─── Available data ───

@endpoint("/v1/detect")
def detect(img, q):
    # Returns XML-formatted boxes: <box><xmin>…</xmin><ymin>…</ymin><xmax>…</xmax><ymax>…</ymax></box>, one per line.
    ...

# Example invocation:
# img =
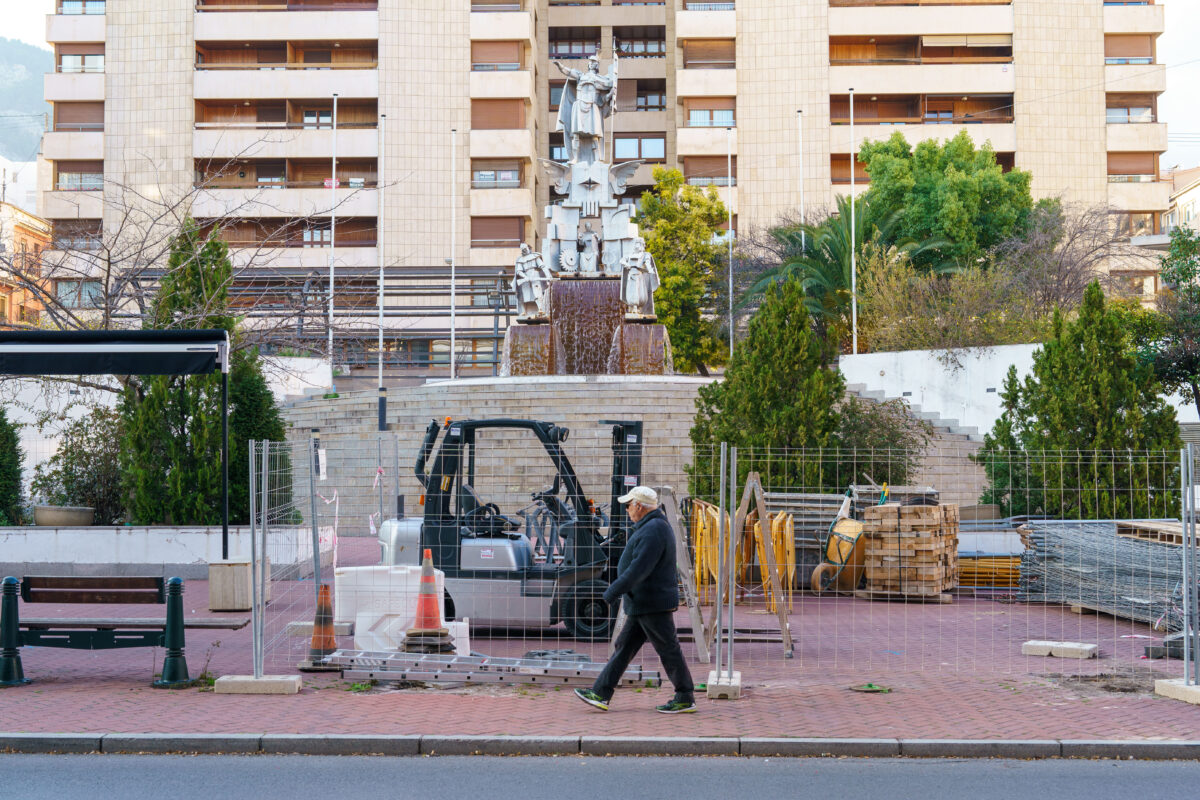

───

- **Written problem**: Update the entries above by replacing every occurrence of "img" with "image" and keeping all other text unchanged. Leave the pictures out of the result.

- **Exercise output**:
@endpoint("/v1/detect")
def detect(image, q):
    # Returns XML-formatted boxes: <box><xmin>…</xmin><ymin>…</ymin><xmax>…</xmax><ymax>…</ymax></box>, one per line.
    ...

# Example invocation:
# image =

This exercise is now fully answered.